*Prompt:* Can you rewrite the rows below, replacing each "Points:" with "Coordinates:" and leaving everything else unchanged?

*Object location annotations:*
══════
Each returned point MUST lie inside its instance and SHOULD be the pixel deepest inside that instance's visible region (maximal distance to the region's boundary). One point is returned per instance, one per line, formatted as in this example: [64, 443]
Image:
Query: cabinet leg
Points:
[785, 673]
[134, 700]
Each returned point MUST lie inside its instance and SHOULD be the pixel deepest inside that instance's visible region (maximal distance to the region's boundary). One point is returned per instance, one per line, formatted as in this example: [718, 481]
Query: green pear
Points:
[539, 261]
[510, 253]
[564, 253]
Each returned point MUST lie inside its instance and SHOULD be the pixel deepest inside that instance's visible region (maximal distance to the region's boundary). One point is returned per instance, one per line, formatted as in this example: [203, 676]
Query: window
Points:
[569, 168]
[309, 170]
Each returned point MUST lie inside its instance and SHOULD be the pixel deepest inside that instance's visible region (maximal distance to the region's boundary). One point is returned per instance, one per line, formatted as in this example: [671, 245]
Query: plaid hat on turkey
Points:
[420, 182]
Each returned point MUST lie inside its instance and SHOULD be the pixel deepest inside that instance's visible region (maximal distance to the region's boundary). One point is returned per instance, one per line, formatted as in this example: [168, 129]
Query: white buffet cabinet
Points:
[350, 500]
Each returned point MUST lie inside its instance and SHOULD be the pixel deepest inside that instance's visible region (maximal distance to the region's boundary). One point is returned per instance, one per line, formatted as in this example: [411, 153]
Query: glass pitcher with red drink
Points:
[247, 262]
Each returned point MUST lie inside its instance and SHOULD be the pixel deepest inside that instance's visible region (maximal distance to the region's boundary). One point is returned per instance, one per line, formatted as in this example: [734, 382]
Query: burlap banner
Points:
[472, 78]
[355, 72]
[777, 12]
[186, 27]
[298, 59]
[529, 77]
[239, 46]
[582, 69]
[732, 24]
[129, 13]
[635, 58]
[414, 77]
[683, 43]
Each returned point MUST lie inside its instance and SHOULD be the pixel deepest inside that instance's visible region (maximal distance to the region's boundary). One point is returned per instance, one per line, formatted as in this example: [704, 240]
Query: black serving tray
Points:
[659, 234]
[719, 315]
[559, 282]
══════
*Output for this task:*
Each returned point MUST lie inside its instance and SHOULD be the pixel deepest inside that instance's visible region (maximal distance to the region's boundary). One point is returned per instance, one per line, formatted as in this example: [64, 443]
Image:
Query: cabinet leg
Coordinates:
[785, 673]
[134, 700]
Each returned point MUST lie inside its instance and SHOULD be the pixel deepest inside that instance's visible region (maximal distance to the region's boundary). One point is returned per instance, one per line, formatted as in this example: [718, 481]
Query: green pear
Coordinates:
[539, 261]
[510, 253]
[564, 253]
Each returned point MUST lie inside its instance and SHOULD be the pixel deepest inside that instance's visible region (maximal distance to the region's boundary). One point is returned per instance, one per line, formatted as in this example: [203, 676]
Query: window
Coordinates:
[569, 168]
[309, 170]
Each returned point MUST lie inside its instance and SHOULD be the pixel deepest inside that instance's visible region (maximal distance to the region's boundary). One point is returned per instance, one per line, formatted as in this example: [671, 245]
Query: plaid hat on turkey
Coordinates:
[420, 182]
Each returned point MUST lie inside its instance and SHOULD be the pixel deepest inside that instance's visible region (maximal distance to the region's boundary). One point is returned per instance, one per line, formatted as in this example: [168, 129]
Query: white buffet cabinet
Coordinates:
[350, 500]
Each returned point MUST lie inside its instance and SHOULD be the pixel deepest inside that instance's visible region (maximal distance to the region's boundary). One point is returned per instance, one per line, formatted as in this example: [411, 153]
Query: glass pitcher with red drink
Coordinates:
[247, 262]
Each returned point MUST lie inside its instance and SHOULD be the pixel deepest inside that instance's visible region (maximal distance to the region's boundary). One point is returned per instance, one per line, formatted as in this example: [734, 382]
Query: burlap banner
Coordinates:
[472, 78]
[355, 72]
[777, 12]
[186, 27]
[298, 59]
[529, 77]
[239, 46]
[582, 69]
[732, 24]
[129, 13]
[635, 58]
[414, 77]
[683, 43]
Each returned point MUST lie inside its instance and SHOULD be the pixel deepest inside that instance's visible region (maximal distance to the region's boundary). One point is returned per instance, one per line, formatted as in this example: [704, 240]
Query: black serving tray
Coordinates:
[659, 234]
[719, 315]
[559, 282]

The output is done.